— Description of the task —
Please print all of the material below, word for word.

==== The records

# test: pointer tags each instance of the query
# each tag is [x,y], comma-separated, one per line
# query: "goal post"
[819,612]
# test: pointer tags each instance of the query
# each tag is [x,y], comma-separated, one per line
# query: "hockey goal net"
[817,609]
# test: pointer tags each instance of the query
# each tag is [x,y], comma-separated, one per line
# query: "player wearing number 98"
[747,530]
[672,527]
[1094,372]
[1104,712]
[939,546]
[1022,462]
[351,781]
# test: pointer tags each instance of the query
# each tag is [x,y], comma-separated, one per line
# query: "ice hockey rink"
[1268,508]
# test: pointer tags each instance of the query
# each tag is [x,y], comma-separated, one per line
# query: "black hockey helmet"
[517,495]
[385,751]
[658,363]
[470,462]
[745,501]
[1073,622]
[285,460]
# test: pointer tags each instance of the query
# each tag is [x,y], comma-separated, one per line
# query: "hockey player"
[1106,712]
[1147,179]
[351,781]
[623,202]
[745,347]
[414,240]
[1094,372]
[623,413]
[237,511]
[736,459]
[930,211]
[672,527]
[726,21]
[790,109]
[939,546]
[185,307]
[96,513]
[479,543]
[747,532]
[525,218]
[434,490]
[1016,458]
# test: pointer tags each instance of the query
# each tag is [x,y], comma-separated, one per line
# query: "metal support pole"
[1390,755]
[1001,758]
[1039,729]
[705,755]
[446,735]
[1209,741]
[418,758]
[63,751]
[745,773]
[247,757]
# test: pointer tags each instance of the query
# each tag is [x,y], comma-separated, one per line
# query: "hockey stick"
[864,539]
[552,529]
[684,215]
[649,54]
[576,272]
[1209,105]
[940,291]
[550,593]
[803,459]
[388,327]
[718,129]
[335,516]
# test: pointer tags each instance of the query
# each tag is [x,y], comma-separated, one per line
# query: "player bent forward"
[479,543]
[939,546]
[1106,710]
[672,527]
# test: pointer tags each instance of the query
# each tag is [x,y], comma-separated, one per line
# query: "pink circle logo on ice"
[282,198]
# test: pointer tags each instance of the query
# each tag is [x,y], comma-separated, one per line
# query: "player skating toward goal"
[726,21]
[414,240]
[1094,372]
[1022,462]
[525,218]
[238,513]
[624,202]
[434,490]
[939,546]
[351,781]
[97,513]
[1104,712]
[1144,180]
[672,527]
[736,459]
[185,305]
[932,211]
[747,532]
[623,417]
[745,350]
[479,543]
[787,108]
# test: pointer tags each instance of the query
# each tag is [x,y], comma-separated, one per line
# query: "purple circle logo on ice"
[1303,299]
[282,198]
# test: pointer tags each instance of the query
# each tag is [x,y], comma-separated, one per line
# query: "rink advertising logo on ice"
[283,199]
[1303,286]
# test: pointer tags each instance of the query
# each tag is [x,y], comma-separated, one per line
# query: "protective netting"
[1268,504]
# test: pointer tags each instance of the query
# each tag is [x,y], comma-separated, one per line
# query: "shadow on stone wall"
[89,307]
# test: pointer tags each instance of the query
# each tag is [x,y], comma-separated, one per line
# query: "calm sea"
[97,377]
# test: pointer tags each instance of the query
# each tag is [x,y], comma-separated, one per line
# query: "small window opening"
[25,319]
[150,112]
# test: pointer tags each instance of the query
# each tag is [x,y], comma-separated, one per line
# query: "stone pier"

========

— Output below —
# test: pointer tags each instance of the query
# each tag is [x,y], comma-separated, one per line
# query: "goal post"
[819,612]
# test: pointer tags each instance of the query
# each tag is [x,y], comma-separated, one per line
# query: "hockey goal net"
[817,609]
# test: pointer tags each instance of the query
# each tag is [x,y], comma-separated, one per line
# query: "player wearing number 98"
[747,530]
[672,527]
[1094,372]
[1104,712]
[939,546]
[1022,462]
[351,781]
# test: pointer tags each instance of the query
# each tag is [x,y], comma-separated, one per line
# query: "ice hockey rink"
[1268,508]
# test: pointer tags each instance of the query
# each tag is [x,y], comma-separated, one per line
# query: "black hockey helmet"
[517,495]
[385,751]
[658,363]
[470,462]
[745,501]
[1073,622]
[285,460]
# test: pointer tags each instance of the query
# each tag is [x,y], comma-separated, one per line
# query: "hockey player"
[1106,712]
[1147,179]
[351,781]
[623,202]
[745,347]
[414,240]
[1094,372]
[623,413]
[237,511]
[736,459]
[930,211]
[672,527]
[726,21]
[790,109]
[939,546]
[185,307]
[96,513]
[479,543]
[747,532]
[525,218]
[434,490]
[1016,458]
# test: pointer tags each instance of the query
# each tag is [x,y], comma-separated, one per line
# query: "metal support pole"
[1390,755]
[1001,758]
[1039,729]
[705,755]
[446,735]
[1209,741]
[418,758]
[63,751]
[745,773]
[247,757]
# test: pointer tags each instance of the query
# each tag is [x,y], comma-separated, one per line
# query: "hockey stick"
[864,539]
[552,529]
[684,215]
[649,54]
[576,272]
[1209,105]
[940,291]
[550,593]
[803,459]
[388,327]
[718,129]
[335,516]
# test: pointer tags each instance of the query
# each tag is [x,y], comma-separated, one per line
# query: "player bent forward"
[479,543]
[939,546]
[1106,710]
[672,527]
# test: pointer tags each instance of the query
# each tag is [x,y], comma-separated, one per line
# query: "pink circle logo on ice"
[282,198]
# test: pointer tags each instance of the query
# each tag is [x,y], comma-separated, one per line
# query: "player skating toward goal"
[726,21]
[414,240]
[1094,372]
[1022,462]
[525,218]
[238,513]
[624,202]
[434,490]
[939,546]
[351,781]
[97,513]
[1104,712]
[1144,180]
[672,527]
[736,459]
[185,305]
[932,211]
[747,532]
[623,417]
[745,350]
[479,543]
[787,108]
# test: pointer tags each instance of the query
# each tag is [x,y], comma-separated, one per line
# query: "purple circle logo on ice"
[1303,299]
[282,198]
# test: pointer tags each instance of the query
# each tag is [x,y], comma-separated, one per line
# query: "rink advertising logo on ice"
[283,199]
[1303,286]
# test: pointer tags each instance of the query
# each tag is [x,y], comma-separated, one per line
# query: "protective netting"
[1268,504]
# test: pointer tags each instance of the query
# each tag is [x,y], comma-separated, one per line
# query: "shadow on stone wall"
[89,307]
# test: pointer tags each instance of the query
# each tag is [x,y], comma-separated, one per line
# query: "calm sea"
[97,377]
# test: pointer tags each instance of the query
# each tag is [x,y], comma-separated, one per line
# query: "small window opening"
[25,319]
[150,112]
# test: pointer tags each instance of the query
# each tag is [x,y], comma-separated, one per line
# query: "stone pier"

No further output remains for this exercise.